(Dataset records about object locations)

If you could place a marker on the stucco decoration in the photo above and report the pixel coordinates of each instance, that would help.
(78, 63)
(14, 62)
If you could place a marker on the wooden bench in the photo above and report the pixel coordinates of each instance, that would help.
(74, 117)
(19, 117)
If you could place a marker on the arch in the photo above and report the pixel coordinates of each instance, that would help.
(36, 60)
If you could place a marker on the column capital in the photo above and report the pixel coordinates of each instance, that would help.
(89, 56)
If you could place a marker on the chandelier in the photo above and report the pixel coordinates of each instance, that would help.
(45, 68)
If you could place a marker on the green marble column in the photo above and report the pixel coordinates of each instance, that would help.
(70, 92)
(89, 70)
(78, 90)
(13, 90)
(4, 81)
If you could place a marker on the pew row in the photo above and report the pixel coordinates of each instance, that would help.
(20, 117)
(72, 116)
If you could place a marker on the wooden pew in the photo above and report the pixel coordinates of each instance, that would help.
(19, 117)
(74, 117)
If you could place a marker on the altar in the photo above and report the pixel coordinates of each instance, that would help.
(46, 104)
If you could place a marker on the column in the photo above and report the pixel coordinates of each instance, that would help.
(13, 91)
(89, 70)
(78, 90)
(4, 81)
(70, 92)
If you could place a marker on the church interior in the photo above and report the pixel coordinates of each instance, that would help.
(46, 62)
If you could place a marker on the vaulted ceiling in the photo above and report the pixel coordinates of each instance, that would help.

* [WHAT YOU NEED TO DO]:
Write out the lines above, starting at the line that contains "If you could place a marker on the arch" and ending with the final line, and nothing else; copy them exactly.

* [SOLUTION TO THE EXERCISE]:
If you could place a marker on the arch in the photo above and report the pixel coordinates of each instance, that would help.
(36, 60)
If you could place a marker on the column capital in the photo above and report the pixel coordinates of each instance, that would help.
(89, 56)
If you could place a marker on the chandelier in the photo above and report the pixel coordinates of each instance, that would help.
(45, 68)
If you could place a marker on the green marble column in the photo above and report the pixel coordinates of each instance, that would help.
(70, 92)
(89, 70)
(78, 90)
(13, 90)
(4, 81)
If you could place a marker on the pew row in the photo above and report the pixel coordinates of each instance, that would help.
(20, 117)
(72, 116)
If you could place a marker on the wooden pew in the photo above and report the pixel coordinates of each instance, that would help.
(19, 117)
(74, 117)
If you could place a marker on the altar in the photo above and report the pixel coordinates of each instance, that would help.
(46, 104)
If you could place a marker on the column in the photo above and report the pixel coordinates of each instance, that would help.
(13, 91)
(89, 70)
(78, 90)
(4, 81)
(70, 92)
If you could place a marker on the church interior in the photo above and report the pixel coordinates of each instance, that would help.
(46, 62)
If you could place a marker on the vaulted ceiling in the photo above and report the pixel coordinates of each instance, that would help.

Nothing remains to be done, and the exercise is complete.